_Görev Gereksinimleri_
Aşağıda Türkiye ile Ermenistan arasındaki diplomatik yakınlaşmayı ele alan bir yazı yer alıyor. Bu yazıyı son cümlesinden sonra aynı üslupla sürdürün.

_Sayfa Alıntısı_
________________________________________
“Dağlar, insanlar ve hatta ölüm bile yorulduysa, şimdi en güzel şiir, barıştır.” YAŞAR KEMAL
Bu haftaki yazım bir anda gündeme giren Ermenistan ve Türkiye’nin diplomatik yakınlaşması üzerine olacak. Ekonominin gündemin ana başlığı olduğu bugünlerde başlayan bu süreci atlamamak gerekir.
Bazıları bu görüşmeleri BARIŞ ya da NORMALLEŞME döneminin başlangıcı gibi görüyor olabilir. Fakat ben bu işin altı doldurulana kadar BARIŞ denmesine karşıyım. Bu durumu anlatan en doğru kelime UZLAŞMA olabilir…
Hepinizin takdiridir ki tarihte yaşanan savaşlar, kırımlar ve soykırım sebebiyle Türkiye ve Ermenistan’ın (dolayısıyla Azerbaycan’ın) birbirleriyle yakınlaşma durumları özellikle geçtiğimiz yüzyıl boyunca hiç iyi olmadı. Hatta bu yaşanan düşmanlık ve başarısız diplomasiler milliyetçi argümanlarla süslenerek iç politikada iktidarların kullandığı bir malzemede dönüştü. Böylelikle halkların da birbirleriyle diyalogları koptu. Düşmanlıklar arttı ve son olarak Azeri-Karabağ savaşında Türkiye’nin de etkisiyle bu iyice dibe vurdu. 24 Nisan 1915 tarihinde yaşananları Ermeni Soykırımı olarak kabul eden ülkeler arttıkça bu düşmanlaşma da gittikçe arttı.
________________________________________
_Sağlanan Veriler_
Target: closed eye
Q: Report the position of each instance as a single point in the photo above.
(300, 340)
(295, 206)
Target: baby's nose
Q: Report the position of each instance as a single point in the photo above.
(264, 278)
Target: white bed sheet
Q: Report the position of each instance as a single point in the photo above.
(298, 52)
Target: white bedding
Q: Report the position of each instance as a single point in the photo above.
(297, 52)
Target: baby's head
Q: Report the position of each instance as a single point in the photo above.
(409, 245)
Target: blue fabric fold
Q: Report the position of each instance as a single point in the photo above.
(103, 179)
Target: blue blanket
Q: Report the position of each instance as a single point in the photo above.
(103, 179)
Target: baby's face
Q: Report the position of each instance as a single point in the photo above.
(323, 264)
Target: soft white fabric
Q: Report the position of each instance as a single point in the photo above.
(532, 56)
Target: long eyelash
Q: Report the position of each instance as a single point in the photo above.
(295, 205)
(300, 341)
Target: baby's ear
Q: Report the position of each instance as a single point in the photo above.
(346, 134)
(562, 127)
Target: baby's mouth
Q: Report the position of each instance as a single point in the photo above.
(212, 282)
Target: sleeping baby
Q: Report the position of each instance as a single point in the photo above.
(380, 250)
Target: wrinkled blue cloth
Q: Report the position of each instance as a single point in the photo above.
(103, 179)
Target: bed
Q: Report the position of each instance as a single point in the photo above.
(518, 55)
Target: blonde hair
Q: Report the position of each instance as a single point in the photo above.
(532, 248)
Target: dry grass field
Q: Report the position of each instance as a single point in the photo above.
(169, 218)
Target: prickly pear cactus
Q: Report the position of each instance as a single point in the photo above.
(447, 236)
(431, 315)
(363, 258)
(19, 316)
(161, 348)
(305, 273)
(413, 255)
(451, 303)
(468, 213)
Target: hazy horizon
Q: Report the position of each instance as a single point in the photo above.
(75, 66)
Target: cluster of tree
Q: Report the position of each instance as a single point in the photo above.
________________________________________
_Alıştırma Yanıtı_
Peki, ne oldu da bir anda her Azerinin onayıyla Türkiye -Ermenistan ilişkilerinde diplomasi başlar gibi oldu?
Benim gözlemim tam anlamıyla Karabağ’ın yeniden şekillenmesinin ve büyük patron Rusya’nın tutumunun bu süreci başlattığı yönünde.
Karabağ – Azerbaycan savaşında tek kazanan Rusya olacak diye yazmıştım ve savaşın sonunda söylediğimiz gerçekleşti. Rusya o bölgede mutlak hâkim bir pozisyona geldi. Azerbaycan içinde askerlerini konumlandırdı. Ermenistan’ın Avrupa’ya yüzü dönük yeni lideri Nikol Paşinyan’a da kendini hatırlatarak ders verdi. Türkiye ise bölgede umduğu hakimiyeti kazanamadı. Savaşta 6.000 can kaybı oldu. Tarihi alanların yıkıldı, hasar gördü. Anlayacağınız savaşan unsurlar hiçbiri aslında bir şey kazanamadı.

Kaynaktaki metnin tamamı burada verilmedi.